■ Given instruction 1: Tally the lines in the rows below that contain the string "ground", and reply with only that number.

■ Reading passage:
Arthur opened his desk drawer and pulled out a small bottle of Scotch. He poured us both a small measure in his coffee cups.

"Have you told Roger?"

I told him that I had raised the issue twice before, once after Tisler, and once after Lonsdale. Both times I had been stifled. He seemed surprised.

"I suppose you've guessed what I'm doing?"

"It's Mitchell, isn't it?"

"Somebody told Kim when to run," he said, hardly answering my question, "I'm sure of it. Only someone in Graham's place could have known enough to do it."

Arthur told me to see Hollis myself.

"Tell him we've talked, and that I suggested you see him. It's the only way."

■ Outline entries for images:
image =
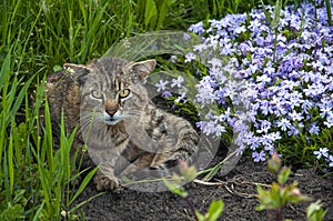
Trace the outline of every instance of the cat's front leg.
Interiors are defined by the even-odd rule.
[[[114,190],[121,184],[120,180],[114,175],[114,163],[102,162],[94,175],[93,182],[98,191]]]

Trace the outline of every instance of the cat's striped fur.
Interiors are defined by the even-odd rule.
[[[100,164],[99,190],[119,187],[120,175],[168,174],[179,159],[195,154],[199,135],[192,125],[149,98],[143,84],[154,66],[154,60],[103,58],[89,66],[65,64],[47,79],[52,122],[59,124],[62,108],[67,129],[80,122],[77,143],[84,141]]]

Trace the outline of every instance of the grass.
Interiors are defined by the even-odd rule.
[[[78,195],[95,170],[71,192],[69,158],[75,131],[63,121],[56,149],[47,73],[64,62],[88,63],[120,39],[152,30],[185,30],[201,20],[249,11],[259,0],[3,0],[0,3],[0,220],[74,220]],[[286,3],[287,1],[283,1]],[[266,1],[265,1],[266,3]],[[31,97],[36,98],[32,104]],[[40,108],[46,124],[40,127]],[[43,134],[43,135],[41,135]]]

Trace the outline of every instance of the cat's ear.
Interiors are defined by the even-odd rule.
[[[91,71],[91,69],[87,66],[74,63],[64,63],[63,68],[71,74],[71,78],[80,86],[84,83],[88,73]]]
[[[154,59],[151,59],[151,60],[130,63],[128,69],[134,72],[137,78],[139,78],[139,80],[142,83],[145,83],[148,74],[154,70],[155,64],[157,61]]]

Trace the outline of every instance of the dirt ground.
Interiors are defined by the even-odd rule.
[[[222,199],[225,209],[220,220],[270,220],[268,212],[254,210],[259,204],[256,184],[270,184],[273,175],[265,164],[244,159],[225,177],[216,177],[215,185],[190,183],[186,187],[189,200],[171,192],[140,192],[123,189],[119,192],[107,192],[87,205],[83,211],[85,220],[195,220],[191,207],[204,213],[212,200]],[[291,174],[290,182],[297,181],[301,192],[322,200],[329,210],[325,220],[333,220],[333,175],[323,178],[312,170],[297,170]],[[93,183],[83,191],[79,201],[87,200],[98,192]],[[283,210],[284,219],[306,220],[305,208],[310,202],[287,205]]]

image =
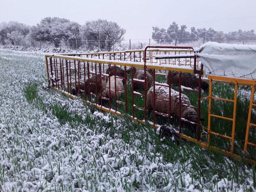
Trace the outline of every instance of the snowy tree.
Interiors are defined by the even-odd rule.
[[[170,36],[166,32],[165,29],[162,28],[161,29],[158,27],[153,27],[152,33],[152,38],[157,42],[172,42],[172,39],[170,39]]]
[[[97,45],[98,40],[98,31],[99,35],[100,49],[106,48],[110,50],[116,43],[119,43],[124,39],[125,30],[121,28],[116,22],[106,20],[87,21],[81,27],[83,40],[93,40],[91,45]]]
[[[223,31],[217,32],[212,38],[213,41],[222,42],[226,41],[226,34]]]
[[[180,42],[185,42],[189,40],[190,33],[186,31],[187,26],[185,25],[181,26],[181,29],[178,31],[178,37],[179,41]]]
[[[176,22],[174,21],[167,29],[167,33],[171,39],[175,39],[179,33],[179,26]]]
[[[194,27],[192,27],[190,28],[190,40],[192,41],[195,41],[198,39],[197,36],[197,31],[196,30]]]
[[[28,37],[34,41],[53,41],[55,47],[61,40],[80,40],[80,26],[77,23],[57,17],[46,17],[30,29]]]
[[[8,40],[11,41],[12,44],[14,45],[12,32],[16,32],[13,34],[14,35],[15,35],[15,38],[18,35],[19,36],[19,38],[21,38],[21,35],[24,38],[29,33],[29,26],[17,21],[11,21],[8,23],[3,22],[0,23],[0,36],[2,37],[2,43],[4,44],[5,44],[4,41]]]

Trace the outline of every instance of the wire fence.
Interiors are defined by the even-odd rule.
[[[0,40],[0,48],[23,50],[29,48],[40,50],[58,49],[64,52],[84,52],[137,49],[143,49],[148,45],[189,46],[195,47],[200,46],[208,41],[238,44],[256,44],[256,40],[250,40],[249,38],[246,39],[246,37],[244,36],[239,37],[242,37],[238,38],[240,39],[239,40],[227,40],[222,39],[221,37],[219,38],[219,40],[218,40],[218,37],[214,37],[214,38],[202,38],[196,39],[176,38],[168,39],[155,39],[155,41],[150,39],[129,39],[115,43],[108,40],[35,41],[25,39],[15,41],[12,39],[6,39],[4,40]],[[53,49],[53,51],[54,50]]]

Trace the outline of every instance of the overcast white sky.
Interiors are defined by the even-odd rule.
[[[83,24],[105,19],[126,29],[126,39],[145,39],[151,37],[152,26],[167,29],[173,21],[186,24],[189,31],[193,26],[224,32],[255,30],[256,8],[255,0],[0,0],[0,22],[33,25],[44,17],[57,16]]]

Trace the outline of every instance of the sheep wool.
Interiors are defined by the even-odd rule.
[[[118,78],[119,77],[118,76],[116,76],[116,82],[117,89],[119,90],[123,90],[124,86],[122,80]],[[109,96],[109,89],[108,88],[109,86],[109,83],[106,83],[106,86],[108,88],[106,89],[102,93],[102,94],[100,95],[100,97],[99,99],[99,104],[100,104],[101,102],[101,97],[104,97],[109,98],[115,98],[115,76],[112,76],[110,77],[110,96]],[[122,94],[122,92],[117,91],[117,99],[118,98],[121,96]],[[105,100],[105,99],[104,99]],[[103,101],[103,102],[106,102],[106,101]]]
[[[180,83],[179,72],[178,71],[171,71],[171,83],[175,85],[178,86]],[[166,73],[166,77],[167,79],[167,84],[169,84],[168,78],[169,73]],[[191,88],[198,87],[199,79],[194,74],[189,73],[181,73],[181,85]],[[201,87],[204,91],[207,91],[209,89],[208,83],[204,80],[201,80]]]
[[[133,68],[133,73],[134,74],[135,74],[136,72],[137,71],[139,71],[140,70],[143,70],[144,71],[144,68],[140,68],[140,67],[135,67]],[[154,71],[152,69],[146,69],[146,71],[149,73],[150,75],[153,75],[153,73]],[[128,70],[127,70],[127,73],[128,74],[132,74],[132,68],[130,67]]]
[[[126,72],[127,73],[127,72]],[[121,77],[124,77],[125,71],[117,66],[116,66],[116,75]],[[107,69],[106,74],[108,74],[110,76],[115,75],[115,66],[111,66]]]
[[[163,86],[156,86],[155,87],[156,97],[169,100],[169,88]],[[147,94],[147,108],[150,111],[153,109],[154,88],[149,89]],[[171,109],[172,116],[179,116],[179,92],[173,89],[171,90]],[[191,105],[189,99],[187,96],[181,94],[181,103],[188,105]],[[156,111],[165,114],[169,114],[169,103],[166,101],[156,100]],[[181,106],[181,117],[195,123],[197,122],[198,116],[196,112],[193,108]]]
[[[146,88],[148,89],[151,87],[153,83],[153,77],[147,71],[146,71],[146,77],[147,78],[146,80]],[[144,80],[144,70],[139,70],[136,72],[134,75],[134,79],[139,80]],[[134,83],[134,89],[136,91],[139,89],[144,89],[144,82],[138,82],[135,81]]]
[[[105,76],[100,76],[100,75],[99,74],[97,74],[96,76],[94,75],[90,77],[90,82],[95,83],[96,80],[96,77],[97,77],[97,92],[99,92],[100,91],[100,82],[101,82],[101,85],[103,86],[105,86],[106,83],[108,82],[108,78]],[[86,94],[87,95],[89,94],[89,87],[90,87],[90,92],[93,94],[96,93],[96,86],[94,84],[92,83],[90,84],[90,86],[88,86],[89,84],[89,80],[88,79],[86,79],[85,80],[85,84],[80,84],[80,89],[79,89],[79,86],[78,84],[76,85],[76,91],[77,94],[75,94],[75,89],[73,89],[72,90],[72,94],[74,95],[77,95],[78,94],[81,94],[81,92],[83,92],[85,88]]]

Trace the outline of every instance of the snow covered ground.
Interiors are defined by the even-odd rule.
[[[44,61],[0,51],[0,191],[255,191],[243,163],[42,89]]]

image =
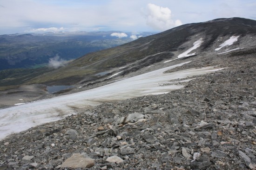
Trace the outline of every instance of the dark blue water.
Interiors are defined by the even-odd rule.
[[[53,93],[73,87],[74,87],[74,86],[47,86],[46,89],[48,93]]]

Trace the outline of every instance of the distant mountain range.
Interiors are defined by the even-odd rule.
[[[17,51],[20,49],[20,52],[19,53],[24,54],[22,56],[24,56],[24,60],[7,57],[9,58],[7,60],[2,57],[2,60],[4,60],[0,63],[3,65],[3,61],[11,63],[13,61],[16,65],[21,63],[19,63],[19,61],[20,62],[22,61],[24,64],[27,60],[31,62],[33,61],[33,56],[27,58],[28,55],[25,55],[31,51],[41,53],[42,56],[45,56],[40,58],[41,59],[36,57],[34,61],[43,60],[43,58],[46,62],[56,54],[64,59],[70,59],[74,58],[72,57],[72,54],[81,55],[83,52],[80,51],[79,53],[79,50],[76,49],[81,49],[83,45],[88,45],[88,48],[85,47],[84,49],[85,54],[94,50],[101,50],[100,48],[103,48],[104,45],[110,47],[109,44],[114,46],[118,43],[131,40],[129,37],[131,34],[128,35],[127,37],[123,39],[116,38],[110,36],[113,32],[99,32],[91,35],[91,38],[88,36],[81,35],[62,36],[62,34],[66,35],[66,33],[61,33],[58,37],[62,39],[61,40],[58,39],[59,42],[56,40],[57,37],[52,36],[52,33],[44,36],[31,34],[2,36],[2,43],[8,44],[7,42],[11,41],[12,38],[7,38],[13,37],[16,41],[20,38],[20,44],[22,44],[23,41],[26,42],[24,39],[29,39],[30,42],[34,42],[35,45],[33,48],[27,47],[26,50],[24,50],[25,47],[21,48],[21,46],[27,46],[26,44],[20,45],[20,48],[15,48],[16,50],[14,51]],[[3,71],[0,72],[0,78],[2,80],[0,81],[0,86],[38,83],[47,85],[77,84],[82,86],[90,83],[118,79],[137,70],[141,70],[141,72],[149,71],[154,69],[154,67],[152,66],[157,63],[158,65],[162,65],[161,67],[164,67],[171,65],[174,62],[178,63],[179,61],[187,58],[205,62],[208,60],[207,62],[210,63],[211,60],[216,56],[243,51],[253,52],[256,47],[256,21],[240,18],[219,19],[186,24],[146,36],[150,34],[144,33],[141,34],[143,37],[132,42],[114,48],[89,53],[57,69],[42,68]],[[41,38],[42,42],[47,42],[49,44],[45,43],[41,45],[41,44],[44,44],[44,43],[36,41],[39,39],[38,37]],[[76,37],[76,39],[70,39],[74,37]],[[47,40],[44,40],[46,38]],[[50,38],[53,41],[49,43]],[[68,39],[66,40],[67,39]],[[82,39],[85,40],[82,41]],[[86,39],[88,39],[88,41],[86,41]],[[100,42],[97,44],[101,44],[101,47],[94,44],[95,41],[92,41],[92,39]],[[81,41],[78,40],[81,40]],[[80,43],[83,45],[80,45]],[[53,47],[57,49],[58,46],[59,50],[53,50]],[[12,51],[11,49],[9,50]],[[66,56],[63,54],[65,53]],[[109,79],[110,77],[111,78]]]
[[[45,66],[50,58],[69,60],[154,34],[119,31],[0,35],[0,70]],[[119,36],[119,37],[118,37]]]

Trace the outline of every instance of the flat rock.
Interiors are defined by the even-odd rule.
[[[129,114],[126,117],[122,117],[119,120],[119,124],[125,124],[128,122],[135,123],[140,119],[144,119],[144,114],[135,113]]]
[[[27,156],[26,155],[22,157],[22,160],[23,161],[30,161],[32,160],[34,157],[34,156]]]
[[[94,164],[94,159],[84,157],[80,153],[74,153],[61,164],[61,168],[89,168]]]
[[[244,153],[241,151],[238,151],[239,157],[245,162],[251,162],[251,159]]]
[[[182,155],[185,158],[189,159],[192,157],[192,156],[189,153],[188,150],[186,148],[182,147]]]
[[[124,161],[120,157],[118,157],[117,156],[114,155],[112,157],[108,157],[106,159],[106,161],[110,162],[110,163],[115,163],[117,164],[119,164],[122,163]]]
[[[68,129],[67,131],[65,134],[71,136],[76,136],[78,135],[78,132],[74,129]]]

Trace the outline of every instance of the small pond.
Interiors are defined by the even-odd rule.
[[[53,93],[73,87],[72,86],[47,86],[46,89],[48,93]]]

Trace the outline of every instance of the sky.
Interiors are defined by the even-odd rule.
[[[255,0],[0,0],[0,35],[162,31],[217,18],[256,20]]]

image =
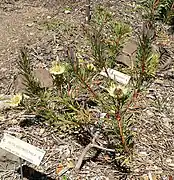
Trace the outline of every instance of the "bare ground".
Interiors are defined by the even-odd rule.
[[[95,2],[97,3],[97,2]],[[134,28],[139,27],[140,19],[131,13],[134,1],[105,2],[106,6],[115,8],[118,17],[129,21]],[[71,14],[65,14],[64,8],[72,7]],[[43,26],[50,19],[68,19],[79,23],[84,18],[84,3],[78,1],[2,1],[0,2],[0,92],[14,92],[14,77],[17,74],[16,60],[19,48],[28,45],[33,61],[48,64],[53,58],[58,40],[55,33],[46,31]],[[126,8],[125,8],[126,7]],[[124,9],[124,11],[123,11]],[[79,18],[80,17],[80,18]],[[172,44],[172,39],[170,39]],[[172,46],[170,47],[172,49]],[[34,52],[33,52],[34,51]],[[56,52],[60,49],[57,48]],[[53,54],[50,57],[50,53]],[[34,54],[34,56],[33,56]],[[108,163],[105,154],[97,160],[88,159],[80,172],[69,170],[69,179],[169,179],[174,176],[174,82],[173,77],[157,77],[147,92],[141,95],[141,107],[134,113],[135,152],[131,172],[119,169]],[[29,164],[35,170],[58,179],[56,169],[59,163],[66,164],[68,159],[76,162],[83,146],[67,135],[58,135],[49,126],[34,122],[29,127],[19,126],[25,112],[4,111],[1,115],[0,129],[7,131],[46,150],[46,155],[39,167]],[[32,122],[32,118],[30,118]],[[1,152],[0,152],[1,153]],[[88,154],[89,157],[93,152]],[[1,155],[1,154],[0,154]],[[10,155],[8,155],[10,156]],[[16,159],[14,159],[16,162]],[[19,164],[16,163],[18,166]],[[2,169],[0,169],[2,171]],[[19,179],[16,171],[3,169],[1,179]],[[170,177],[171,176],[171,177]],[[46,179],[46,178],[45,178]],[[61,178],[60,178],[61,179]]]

■ Given instruction 2: In the passage about Arthur, what did he pour the Scotch into?

■ Correct output 1: 3

■ Correct output 2: His coffee cups.